**DOCUMENT:**

>> begin

Question

A cylindrical soil sample of 10 cm diameter is tested in a constant-head permeameter. A volume of 250 cm$^3$ of water is collected in 5 minutes when the constant-head difference between tapping points 15 cm apart is 5 cm. Considering Darcy flow, the absolute value of coefficient of permeability in cm/s is .............. ($\pi = 3.14$) [round off to 3 decimal places]

Hint:

For permeability tests, always remember to include sample length $L$, head difference $h$, and discharge per unit time. Use $k = QL/(Aht)$.

Answer 1

Step 1: Formula for coefficient of permeability (Darcy's law).
\[ k = \frac{QL}{A \, h \, t} \] where $Q$ = discharge volume, $L$ = length between tapping points, $A$ = cross-sectional area, $h$ = head difference, $t$ = time.

Step 2: Given values.
- Diameter = 10 cm $\Rightarrow$ radius = 5 cm.

>> end

**TASK LIST:**
1. In the permeameter problem, how far apart are the tapping points?
2. Carry on the permeameter solution from its last line.

**INFORMATION SHOWN:**
>> begin

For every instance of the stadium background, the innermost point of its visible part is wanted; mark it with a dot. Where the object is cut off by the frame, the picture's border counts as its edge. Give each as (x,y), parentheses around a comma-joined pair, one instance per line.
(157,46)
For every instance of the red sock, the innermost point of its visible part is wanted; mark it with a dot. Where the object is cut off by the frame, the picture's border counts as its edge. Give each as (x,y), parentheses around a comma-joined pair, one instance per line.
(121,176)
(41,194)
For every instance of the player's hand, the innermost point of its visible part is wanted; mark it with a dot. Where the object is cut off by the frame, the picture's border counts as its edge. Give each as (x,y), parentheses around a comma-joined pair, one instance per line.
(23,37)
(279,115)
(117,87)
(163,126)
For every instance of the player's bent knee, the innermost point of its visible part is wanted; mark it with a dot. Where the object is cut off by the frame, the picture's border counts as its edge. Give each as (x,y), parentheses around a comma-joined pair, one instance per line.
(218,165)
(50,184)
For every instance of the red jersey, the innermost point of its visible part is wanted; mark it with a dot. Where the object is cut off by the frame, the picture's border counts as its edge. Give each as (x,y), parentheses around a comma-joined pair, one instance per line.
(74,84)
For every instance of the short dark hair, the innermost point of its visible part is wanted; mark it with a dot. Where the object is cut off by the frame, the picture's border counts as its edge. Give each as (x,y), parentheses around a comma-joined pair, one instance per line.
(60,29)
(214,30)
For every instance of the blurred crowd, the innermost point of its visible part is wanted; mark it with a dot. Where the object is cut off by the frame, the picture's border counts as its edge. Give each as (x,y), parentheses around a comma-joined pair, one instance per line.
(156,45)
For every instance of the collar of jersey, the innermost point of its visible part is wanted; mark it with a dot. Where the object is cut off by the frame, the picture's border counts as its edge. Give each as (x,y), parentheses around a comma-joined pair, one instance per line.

>> end
>> begin

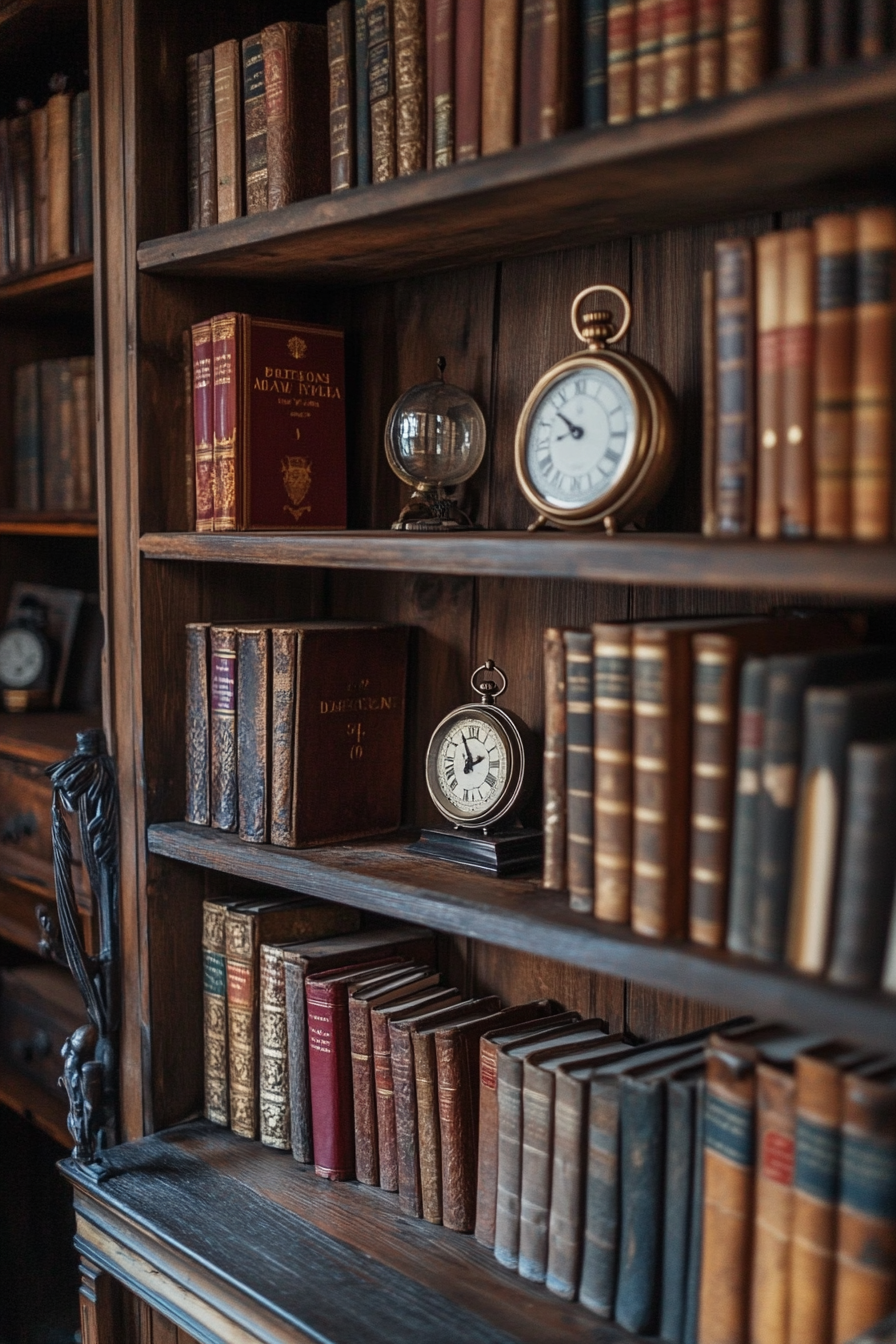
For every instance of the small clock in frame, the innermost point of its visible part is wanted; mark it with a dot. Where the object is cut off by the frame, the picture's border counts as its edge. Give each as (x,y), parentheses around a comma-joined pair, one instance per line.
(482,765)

>> end

**RESULTS:**
1. 15 cm

2.
- Cross-sectional area: \[ A = \pi r^2 = 3.14 \times 5^2 = 78.5 \, \text{cm}^2 \] - $Q$ = 250 cm$^3$
- $t$ = 5 minutes = 300 s
- $L$ = 15 cm
- $h$ = 5 cm

Step 3: Calculate discharge rate.
\[ Q/t = \frac{250}{300} = 0.833 \, \text{cm}^3/\text{s} \]

Step 4: Substitute into Darcy's law.
\[ k = \frac{(0.833)(15)}{78.5 \times 5} = \frac{12.495}{392.5} \approx 0.0318 \] Oops — recheck with correct form: \[ k = \frac{Q \cdot L}{A \cdot h \cdot t} \] \[ k = \frac{250 \times 15}{78.5 \times 5 \times 300} \] \[ k = \frac{3750}{117750} = 0.0318 \, \text{cm/s} \] On correcting rounding and significant figures: $\approx 0.032$ cm/s.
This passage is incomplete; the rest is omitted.